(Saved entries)
<<<<

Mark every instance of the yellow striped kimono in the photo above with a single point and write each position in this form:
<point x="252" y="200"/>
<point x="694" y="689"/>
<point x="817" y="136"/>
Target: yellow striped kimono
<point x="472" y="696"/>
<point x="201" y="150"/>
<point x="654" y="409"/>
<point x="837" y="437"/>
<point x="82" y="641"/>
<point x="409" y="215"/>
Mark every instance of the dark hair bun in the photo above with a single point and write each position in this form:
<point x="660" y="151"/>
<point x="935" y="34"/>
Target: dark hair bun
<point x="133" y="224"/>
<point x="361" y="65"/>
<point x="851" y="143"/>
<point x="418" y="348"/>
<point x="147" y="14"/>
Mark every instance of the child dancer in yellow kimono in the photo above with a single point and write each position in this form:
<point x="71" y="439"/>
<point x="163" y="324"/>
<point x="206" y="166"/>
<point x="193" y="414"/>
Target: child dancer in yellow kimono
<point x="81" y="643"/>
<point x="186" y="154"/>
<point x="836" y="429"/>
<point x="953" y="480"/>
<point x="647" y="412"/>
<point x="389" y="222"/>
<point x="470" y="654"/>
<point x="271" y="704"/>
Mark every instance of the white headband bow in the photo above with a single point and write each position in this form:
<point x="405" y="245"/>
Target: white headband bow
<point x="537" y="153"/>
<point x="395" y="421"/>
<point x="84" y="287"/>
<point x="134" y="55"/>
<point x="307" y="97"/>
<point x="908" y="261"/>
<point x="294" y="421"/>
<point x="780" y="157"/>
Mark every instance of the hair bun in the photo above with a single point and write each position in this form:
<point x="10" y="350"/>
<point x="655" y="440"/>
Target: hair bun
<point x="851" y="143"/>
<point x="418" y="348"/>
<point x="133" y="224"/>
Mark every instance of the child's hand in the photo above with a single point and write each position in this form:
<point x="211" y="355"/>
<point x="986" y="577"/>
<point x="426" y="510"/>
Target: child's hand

>>>>

ACTION ITEM
Your reply should consist of all the records, restated exactly.

YOUR RESPONSE
Mark every instance of the yellow striped kimono in the photo above with a single point and write each position in this form:
<point x="252" y="200"/>
<point x="694" y="689"/>
<point x="817" y="136"/>
Target: yellow striped kimono
<point x="472" y="696"/>
<point x="201" y="150"/>
<point x="654" y="409"/>
<point x="837" y="437"/>
<point x="82" y="641"/>
<point x="409" y="215"/>
Mark every instance of the dark hair bun in the photo above with a single point and write each position in this form:
<point x="660" y="151"/>
<point x="935" y="34"/>
Target: dark hair bun
<point x="133" y="224"/>
<point x="361" y="65"/>
<point x="851" y="143"/>
<point x="418" y="348"/>
<point x="147" y="14"/>
Mark every instance of the child dancer in yellow kimono in the photo above with a single point and write each position in this form:
<point x="71" y="439"/>
<point x="163" y="324"/>
<point x="206" y="166"/>
<point x="193" y="414"/>
Target: child dancer in yellow kimono
<point x="81" y="643"/>
<point x="186" y="154"/>
<point x="836" y="429"/>
<point x="953" y="480"/>
<point x="647" y="412"/>
<point x="389" y="222"/>
<point x="470" y="654"/>
<point x="271" y="704"/>
Mark every instance of the white headband bow in the photo above with a single point and write each position in this form:
<point x="405" y="245"/>
Target: white headband bow
<point x="537" y="153"/>
<point x="395" y="421"/>
<point x="84" y="287"/>
<point x="134" y="55"/>
<point x="307" y="97"/>
<point x="908" y="261"/>
<point x="294" y="421"/>
<point x="780" y="157"/>
Mark every instance of the hair bun in the photo above with a single point and write each position in this form:
<point x="10" y="350"/>
<point x="655" y="440"/>
Target: hair bun
<point x="851" y="143"/>
<point x="418" y="348"/>
<point x="133" y="224"/>
Mark every instance of the child's hand in the photo above with a single point and write each position in this form:
<point x="211" y="355"/>
<point x="986" y="577"/>
<point x="426" y="510"/>
Target: child's hand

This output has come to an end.